- PROVIDED MATERIAL
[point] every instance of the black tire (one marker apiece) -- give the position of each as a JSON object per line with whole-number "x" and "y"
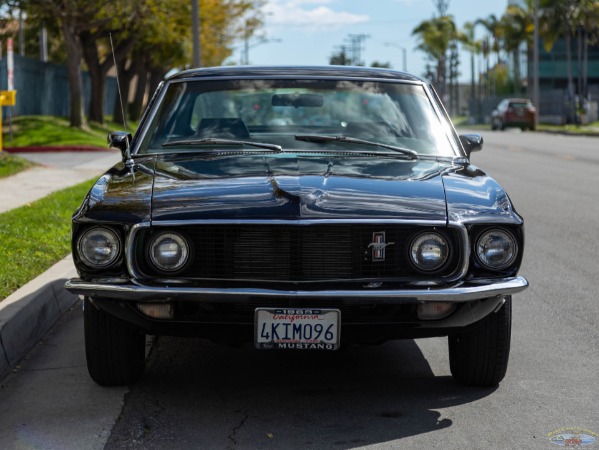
{"x": 115, "y": 351}
{"x": 479, "y": 356}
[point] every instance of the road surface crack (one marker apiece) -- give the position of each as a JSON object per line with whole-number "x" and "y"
{"x": 244, "y": 418}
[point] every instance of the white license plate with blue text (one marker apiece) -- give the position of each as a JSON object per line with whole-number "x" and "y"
{"x": 297, "y": 329}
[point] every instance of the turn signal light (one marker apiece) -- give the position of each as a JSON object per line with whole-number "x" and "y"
{"x": 435, "y": 310}
{"x": 156, "y": 310}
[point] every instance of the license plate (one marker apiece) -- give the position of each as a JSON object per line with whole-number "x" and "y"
{"x": 297, "y": 329}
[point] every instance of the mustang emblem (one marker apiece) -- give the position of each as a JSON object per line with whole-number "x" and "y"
{"x": 378, "y": 245}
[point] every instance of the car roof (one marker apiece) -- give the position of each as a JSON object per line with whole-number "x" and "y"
{"x": 518, "y": 99}
{"x": 297, "y": 71}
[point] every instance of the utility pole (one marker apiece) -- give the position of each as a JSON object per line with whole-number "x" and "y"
{"x": 195, "y": 25}
{"x": 535, "y": 61}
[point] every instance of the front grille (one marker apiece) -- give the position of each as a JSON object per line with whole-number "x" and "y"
{"x": 298, "y": 253}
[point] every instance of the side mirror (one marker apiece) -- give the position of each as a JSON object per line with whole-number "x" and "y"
{"x": 120, "y": 140}
{"x": 471, "y": 143}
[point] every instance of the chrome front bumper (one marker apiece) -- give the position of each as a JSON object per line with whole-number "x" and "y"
{"x": 458, "y": 292}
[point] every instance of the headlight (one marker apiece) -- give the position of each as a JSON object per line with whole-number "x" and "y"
{"x": 99, "y": 247}
{"x": 169, "y": 251}
{"x": 496, "y": 249}
{"x": 429, "y": 251}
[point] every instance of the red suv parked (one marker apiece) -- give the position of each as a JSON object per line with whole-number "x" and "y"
{"x": 514, "y": 112}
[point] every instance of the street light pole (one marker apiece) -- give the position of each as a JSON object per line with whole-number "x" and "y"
{"x": 195, "y": 31}
{"x": 404, "y": 53}
{"x": 535, "y": 70}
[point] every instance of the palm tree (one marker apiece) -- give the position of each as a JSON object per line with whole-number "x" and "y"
{"x": 587, "y": 20}
{"x": 495, "y": 29}
{"x": 435, "y": 36}
{"x": 558, "y": 19}
{"x": 468, "y": 40}
{"x": 518, "y": 25}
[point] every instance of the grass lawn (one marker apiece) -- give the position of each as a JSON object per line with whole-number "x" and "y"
{"x": 36, "y": 236}
{"x": 49, "y": 130}
{"x": 11, "y": 164}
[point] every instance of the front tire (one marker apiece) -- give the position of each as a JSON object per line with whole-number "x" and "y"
{"x": 115, "y": 351}
{"x": 479, "y": 356}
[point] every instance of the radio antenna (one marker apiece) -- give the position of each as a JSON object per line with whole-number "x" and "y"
{"x": 128, "y": 159}
{"x": 118, "y": 85}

- WORK TO BE COMPLETED
Go to the line with "[point] every instance of the front tire" and set down that line and every line after it, through the end of the material above, word for word.

- WRITTEN ANSWER
[point] every instance of the front tire (one marker apiece) -- give the position of each as a JSON object per line with whole-number "x" and "y"
{"x": 115, "y": 351}
{"x": 479, "y": 356}
[point] every instance of the radio antenna (one marker apiece) -- give the position of each as a JSON object per line with whole-number "x" and "y"
{"x": 128, "y": 159}
{"x": 118, "y": 85}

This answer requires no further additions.